HOW TO COMPLETE THIS TASK → Would you print, word for word, only the lines running from the line with "Query: hillside" to the last line of the entries, without the pictures?

MATERIAL FOR THE TASK →
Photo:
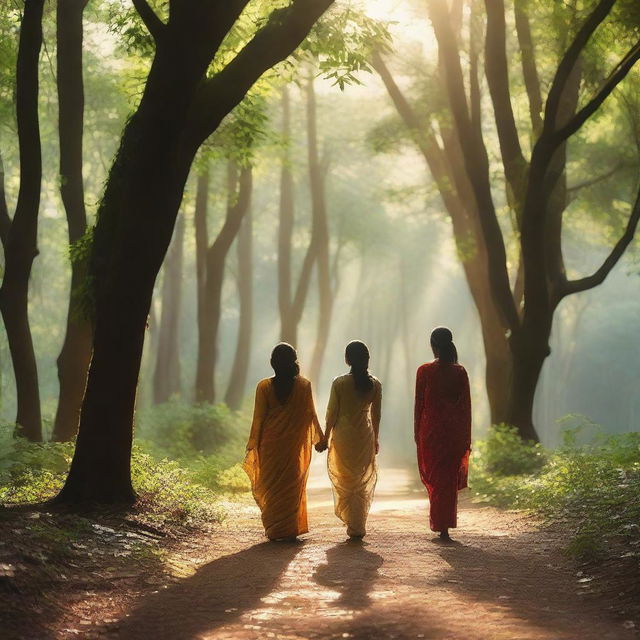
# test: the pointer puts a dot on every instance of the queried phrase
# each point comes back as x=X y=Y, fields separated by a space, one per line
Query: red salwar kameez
x=442 y=422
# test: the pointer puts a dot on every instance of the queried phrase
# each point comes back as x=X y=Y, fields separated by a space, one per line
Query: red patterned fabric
x=442 y=423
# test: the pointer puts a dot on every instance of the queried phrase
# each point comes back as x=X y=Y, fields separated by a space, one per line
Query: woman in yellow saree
x=353 y=422
x=284 y=429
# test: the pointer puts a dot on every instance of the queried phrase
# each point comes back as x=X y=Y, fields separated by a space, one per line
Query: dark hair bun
x=442 y=341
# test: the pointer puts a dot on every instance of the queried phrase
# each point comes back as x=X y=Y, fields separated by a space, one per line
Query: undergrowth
x=592 y=487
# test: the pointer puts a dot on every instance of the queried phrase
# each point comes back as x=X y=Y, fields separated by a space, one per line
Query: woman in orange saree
x=283 y=431
x=442 y=429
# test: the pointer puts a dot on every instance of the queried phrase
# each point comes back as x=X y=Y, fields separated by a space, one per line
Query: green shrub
x=31 y=472
x=182 y=431
x=207 y=439
x=505 y=453
x=592 y=487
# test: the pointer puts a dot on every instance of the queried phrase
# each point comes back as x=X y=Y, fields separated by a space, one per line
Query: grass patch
x=592 y=487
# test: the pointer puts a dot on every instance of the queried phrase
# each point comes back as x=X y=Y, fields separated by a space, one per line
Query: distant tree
x=166 y=376
x=181 y=106
x=19 y=234
x=536 y=188
x=291 y=299
x=73 y=361
x=318 y=169
x=211 y=262
x=244 y=279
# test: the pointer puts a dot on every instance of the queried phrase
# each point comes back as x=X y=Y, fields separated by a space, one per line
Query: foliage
x=35 y=472
x=593 y=488
x=207 y=439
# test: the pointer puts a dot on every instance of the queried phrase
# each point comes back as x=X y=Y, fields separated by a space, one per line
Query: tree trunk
x=288 y=328
x=179 y=109
x=166 y=378
x=239 y=195
x=74 y=358
x=238 y=379
x=134 y=227
x=20 y=241
x=317 y=179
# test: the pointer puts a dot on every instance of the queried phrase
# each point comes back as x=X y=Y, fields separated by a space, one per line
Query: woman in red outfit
x=442 y=422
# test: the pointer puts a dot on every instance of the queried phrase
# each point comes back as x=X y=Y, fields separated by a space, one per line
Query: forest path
x=502 y=579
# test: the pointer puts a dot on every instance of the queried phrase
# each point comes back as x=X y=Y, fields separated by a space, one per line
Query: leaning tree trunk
x=133 y=230
x=179 y=109
x=317 y=175
x=238 y=380
x=166 y=377
x=20 y=239
x=74 y=358
x=239 y=195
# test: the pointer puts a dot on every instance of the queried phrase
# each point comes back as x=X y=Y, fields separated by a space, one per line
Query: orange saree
x=279 y=454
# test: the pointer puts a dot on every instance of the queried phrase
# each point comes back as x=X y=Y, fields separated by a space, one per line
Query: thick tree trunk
x=239 y=196
x=238 y=379
x=74 y=358
x=166 y=377
x=178 y=110
x=317 y=179
x=529 y=349
x=20 y=240
x=134 y=228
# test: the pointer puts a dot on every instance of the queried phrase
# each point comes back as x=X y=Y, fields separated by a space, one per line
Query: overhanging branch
x=154 y=25
x=616 y=76
x=570 y=58
x=281 y=35
x=598 y=277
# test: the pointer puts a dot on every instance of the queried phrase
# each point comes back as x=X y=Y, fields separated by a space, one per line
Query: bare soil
x=504 y=577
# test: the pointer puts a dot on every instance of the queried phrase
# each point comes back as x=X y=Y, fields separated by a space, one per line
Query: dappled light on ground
x=503 y=578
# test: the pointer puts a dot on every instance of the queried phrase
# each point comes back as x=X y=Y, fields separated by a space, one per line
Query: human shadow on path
x=216 y=595
x=351 y=570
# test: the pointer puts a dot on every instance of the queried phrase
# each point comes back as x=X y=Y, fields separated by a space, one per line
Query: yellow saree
x=279 y=454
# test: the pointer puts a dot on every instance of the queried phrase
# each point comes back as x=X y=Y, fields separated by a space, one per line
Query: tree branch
x=615 y=77
x=279 y=38
x=598 y=277
x=569 y=60
x=529 y=68
x=154 y=25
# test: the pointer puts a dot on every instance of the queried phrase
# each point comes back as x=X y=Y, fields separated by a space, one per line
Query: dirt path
x=503 y=579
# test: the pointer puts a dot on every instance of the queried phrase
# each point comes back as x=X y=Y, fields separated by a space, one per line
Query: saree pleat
x=278 y=457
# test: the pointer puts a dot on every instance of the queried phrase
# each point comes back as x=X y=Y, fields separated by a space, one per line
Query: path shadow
x=352 y=570
x=522 y=577
x=216 y=595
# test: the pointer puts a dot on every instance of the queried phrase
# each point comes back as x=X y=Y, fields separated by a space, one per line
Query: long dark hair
x=357 y=356
x=284 y=361
x=442 y=345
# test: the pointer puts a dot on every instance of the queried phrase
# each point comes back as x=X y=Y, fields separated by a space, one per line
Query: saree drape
x=354 y=418
x=442 y=429
x=279 y=454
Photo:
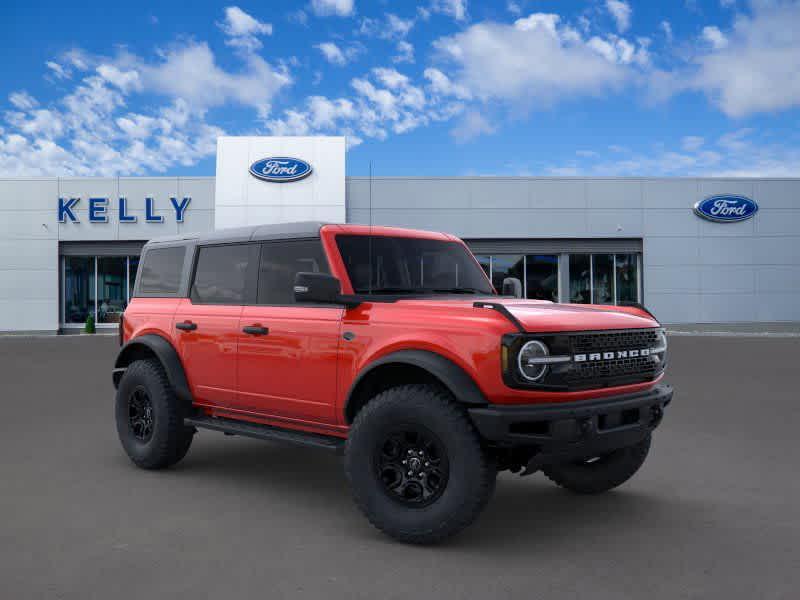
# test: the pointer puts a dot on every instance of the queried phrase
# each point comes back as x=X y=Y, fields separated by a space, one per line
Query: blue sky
x=437 y=87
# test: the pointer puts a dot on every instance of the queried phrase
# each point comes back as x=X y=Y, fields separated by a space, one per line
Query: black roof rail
x=503 y=310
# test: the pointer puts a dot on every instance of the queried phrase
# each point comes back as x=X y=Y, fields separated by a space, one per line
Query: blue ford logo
x=280 y=169
x=726 y=209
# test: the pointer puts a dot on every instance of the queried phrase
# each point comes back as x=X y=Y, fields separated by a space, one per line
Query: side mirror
x=317 y=287
x=512 y=287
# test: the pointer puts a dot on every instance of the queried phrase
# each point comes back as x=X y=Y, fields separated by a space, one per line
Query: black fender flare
x=164 y=352
x=452 y=376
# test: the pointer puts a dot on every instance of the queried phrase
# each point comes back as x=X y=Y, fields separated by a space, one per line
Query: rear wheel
x=416 y=466
x=601 y=473
x=150 y=417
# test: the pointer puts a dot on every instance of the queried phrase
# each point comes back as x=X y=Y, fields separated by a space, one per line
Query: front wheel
x=150 y=417
x=416 y=466
x=601 y=473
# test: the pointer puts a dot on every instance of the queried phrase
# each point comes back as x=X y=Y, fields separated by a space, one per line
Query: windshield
x=410 y=265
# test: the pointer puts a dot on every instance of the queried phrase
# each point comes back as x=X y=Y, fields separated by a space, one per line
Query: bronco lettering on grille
x=612 y=355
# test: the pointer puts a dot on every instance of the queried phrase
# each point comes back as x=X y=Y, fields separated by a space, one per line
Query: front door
x=207 y=323
x=288 y=351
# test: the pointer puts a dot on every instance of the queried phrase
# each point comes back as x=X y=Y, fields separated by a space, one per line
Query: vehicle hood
x=539 y=316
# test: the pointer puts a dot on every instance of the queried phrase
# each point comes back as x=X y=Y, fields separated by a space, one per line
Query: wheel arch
x=152 y=345
x=411 y=366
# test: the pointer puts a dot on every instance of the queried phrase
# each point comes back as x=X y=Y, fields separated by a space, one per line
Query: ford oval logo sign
x=726 y=209
x=280 y=169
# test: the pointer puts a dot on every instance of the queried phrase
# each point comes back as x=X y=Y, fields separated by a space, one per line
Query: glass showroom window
x=486 y=263
x=79 y=288
x=627 y=277
x=133 y=268
x=511 y=265
x=580 y=278
x=604 y=278
x=541 y=277
x=112 y=295
x=100 y=286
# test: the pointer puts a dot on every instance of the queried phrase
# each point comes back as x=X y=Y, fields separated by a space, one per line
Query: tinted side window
x=280 y=262
x=161 y=270
x=221 y=274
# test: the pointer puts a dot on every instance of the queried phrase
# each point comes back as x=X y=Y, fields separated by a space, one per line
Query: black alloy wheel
x=412 y=465
x=140 y=414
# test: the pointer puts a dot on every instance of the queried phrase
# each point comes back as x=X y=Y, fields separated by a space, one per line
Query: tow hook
x=656 y=414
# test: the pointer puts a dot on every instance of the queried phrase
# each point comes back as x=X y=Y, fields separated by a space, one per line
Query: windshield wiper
x=459 y=291
x=388 y=290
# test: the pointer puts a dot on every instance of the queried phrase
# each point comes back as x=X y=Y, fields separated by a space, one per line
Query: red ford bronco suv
x=392 y=347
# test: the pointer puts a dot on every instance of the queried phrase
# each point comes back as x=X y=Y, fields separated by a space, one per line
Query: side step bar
x=267 y=432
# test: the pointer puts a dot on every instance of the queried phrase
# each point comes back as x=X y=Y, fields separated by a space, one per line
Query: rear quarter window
x=161 y=270
x=221 y=272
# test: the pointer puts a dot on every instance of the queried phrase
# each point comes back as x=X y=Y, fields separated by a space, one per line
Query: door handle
x=256 y=330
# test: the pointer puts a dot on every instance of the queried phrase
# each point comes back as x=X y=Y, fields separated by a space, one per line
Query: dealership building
x=698 y=250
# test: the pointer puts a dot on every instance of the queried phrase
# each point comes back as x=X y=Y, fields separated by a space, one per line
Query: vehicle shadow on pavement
x=526 y=514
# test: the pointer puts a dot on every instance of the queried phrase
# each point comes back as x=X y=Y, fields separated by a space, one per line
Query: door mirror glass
x=512 y=287
x=317 y=287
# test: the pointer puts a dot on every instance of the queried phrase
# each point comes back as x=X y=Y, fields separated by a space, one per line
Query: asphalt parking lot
x=714 y=513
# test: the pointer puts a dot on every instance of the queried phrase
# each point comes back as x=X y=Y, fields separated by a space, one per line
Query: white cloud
x=758 y=70
x=441 y=84
x=22 y=100
x=453 y=8
x=537 y=60
x=385 y=101
x=127 y=80
x=471 y=125
x=692 y=143
x=243 y=29
x=58 y=70
x=339 y=8
x=391 y=27
x=190 y=72
x=336 y=55
x=398 y=27
x=405 y=52
x=621 y=11
x=715 y=37
x=90 y=130
x=666 y=27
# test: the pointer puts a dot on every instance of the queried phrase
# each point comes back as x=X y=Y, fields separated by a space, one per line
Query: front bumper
x=559 y=432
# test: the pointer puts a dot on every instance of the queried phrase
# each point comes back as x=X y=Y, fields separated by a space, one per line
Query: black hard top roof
x=256 y=233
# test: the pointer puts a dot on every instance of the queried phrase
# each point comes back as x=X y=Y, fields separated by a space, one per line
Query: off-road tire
x=606 y=473
x=472 y=473
x=170 y=439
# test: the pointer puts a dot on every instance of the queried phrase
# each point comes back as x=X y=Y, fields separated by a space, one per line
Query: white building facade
x=69 y=247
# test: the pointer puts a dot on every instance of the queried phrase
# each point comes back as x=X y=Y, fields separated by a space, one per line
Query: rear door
x=288 y=351
x=207 y=323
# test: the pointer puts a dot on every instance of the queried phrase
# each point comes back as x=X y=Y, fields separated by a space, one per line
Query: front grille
x=618 y=340
x=643 y=366
x=595 y=359
x=604 y=372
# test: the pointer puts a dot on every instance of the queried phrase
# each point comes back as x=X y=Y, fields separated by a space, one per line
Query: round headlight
x=531 y=360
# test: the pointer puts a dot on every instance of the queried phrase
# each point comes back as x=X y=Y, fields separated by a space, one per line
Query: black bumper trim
x=576 y=428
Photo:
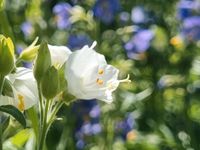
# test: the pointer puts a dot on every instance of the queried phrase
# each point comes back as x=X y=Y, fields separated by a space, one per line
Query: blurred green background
x=157 y=42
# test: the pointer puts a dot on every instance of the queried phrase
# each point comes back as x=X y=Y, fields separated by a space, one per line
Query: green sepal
x=50 y=83
x=7 y=88
x=13 y=111
x=6 y=55
x=29 y=53
x=42 y=62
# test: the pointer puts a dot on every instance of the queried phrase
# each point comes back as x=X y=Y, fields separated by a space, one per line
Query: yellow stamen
x=100 y=72
x=125 y=80
x=21 y=106
x=99 y=81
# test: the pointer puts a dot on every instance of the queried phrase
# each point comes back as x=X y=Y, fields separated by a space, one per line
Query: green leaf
x=13 y=111
x=32 y=115
x=1 y=4
x=7 y=88
x=5 y=124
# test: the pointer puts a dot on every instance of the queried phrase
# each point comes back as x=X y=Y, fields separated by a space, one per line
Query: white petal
x=6 y=100
x=59 y=54
x=82 y=60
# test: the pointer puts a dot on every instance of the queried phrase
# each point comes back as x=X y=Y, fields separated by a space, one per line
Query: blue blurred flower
x=87 y=115
x=191 y=28
x=124 y=126
x=62 y=13
x=27 y=28
x=105 y=10
x=77 y=41
x=186 y=8
x=124 y=17
x=139 y=43
x=138 y=15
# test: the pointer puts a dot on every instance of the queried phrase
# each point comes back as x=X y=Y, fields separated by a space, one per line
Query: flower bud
x=42 y=62
x=6 y=55
x=30 y=52
x=50 y=83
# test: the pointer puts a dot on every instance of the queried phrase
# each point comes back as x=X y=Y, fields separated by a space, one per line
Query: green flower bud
x=30 y=52
x=6 y=55
x=42 y=62
x=50 y=83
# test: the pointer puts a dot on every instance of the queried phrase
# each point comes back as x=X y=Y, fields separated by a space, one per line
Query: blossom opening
x=99 y=81
x=21 y=106
x=100 y=72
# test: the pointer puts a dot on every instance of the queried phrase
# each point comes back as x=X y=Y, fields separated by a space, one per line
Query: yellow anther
x=21 y=106
x=99 y=81
x=100 y=71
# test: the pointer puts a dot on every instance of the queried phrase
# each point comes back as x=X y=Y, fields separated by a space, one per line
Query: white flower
x=59 y=55
x=24 y=86
x=89 y=76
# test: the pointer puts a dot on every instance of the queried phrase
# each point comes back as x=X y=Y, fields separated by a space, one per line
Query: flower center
x=21 y=106
x=99 y=81
x=100 y=72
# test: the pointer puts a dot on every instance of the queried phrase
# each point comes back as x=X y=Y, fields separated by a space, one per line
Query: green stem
x=5 y=26
x=2 y=79
x=44 y=126
x=1 y=132
x=56 y=109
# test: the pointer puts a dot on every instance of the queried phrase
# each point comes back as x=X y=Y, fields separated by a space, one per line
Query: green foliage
x=13 y=111
x=42 y=62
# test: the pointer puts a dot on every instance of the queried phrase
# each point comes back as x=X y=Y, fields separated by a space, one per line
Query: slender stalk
x=1 y=132
x=44 y=126
x=54 y=112
x=5 y=25
x=2 y=79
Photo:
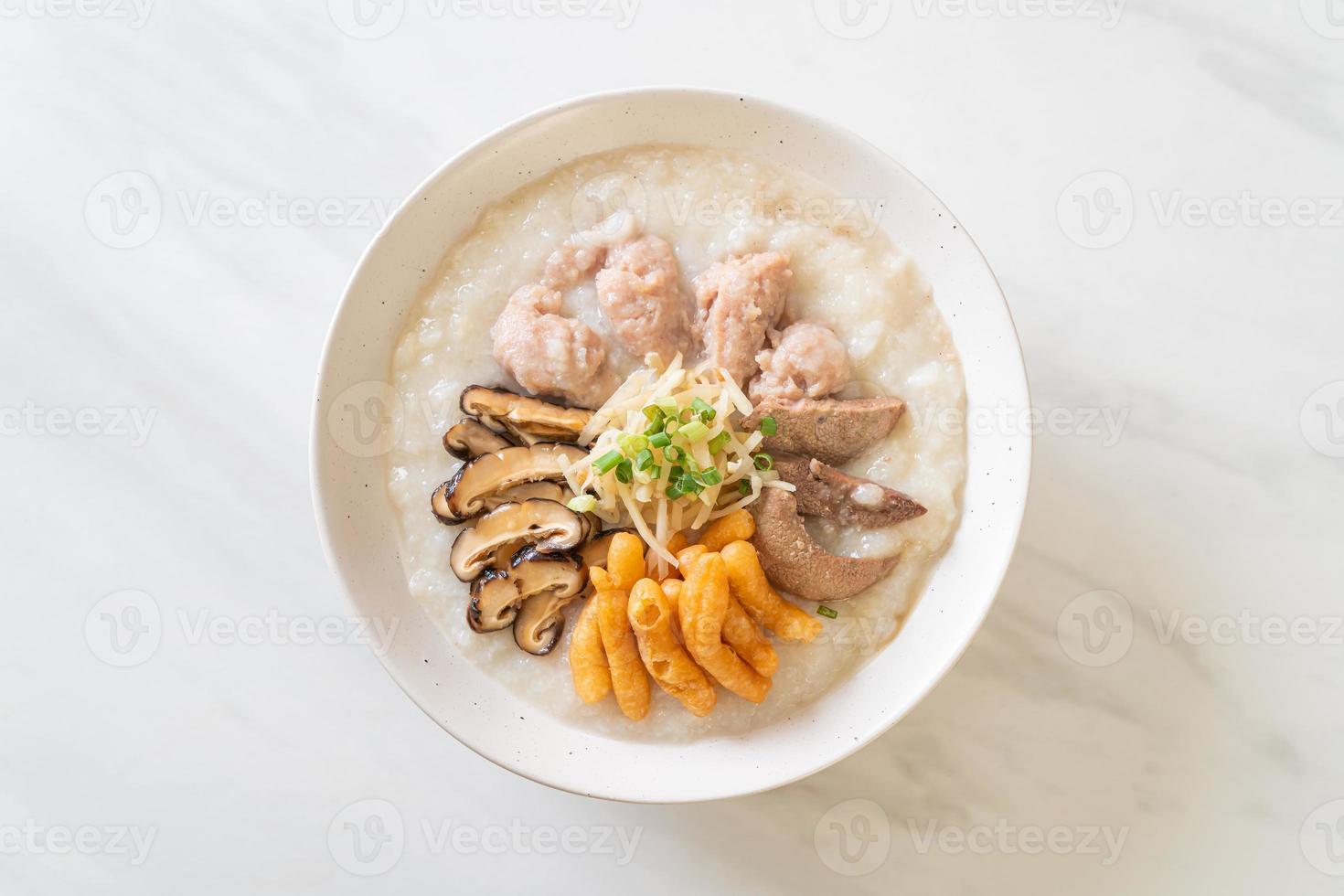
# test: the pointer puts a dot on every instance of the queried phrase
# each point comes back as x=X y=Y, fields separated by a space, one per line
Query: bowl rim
x=522 y=123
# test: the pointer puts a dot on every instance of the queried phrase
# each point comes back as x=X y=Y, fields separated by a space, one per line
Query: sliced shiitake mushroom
x=540 y=623
x=471 y=438
x=545 y=489
x=468 y=492
x=529 y=420
x=549 y=526
x=532 y=575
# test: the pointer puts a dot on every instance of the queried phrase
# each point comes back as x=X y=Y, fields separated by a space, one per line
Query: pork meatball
x=571 y=263
x=737 y=303
x=641 y=298
x=805 y=360
x=548 y=354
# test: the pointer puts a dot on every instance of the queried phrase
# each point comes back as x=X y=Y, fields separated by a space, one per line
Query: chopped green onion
x=606 y=463
x=632 y=445
x=582 y=504
x=694 y=432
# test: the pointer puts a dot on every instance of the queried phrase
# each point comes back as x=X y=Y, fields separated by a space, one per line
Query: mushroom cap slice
x=540 y=621
x=824 y=491
x=466 y=493
x=549 y=526
x=795 y=563
x=545 y=489
x=828 y=429
x=497 y=594
x=471 y=438
x=529 y=420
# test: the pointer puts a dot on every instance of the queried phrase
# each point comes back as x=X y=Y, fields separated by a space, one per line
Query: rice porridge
x=854 y=315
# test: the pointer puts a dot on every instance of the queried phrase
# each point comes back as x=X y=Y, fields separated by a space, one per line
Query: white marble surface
x=1211 y=762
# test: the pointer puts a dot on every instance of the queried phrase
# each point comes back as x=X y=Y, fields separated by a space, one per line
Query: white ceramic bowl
x=355 y=516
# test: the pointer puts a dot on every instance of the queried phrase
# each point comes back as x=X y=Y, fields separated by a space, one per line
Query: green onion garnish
x=694 y=432
x=689 y=486
x=582 y=504
x=632 y=445
x=606 y=463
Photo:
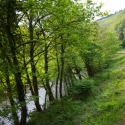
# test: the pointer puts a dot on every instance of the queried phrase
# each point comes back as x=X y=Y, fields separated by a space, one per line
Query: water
x=30 y=106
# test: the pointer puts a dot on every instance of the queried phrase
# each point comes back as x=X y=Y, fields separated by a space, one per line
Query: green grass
x=106 y=105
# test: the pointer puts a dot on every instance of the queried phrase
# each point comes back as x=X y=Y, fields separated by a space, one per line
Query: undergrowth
x=105 y=106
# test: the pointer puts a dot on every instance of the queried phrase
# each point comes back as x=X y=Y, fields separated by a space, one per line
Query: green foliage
x=82 y=87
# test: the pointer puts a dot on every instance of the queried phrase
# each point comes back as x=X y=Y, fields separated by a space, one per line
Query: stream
x=30 y=106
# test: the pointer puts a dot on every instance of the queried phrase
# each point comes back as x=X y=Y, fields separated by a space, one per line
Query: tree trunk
x=49 y=92
x=62 y=68
x=12 y=103
x=17 y=74
x=33 y=68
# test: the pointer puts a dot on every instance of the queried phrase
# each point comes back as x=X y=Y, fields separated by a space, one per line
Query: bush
x=83 y=87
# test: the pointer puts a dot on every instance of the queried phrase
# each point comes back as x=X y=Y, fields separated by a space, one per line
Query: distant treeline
x=111 y=15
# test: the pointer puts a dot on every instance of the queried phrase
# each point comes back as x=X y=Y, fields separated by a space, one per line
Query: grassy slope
x=111 y=21
x=106 y=106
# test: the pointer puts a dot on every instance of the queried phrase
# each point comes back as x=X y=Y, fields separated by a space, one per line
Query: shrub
x=83 y=87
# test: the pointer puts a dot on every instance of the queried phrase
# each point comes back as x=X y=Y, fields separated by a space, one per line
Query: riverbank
x=105 y=106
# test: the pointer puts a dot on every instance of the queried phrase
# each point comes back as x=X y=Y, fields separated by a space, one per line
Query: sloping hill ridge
x=106 y=106
x=112 y=20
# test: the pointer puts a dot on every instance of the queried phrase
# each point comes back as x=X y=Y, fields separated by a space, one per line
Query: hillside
x=58 y=66
x=105 y=105
x=111 y=21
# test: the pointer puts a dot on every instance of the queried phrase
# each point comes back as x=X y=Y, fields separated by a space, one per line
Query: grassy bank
x=105 y=106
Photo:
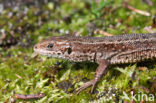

WORKED SOLUTION →
Query: hillside
x=58 y=66
x=105 y=105
x=111 y=21
# test: the pointer puts a dot on every instance of the queried phrase
# each point comes back as x=X y=Y, fields separated by a space, one per line
Query: grassy bank
x=105 y=106
Photo:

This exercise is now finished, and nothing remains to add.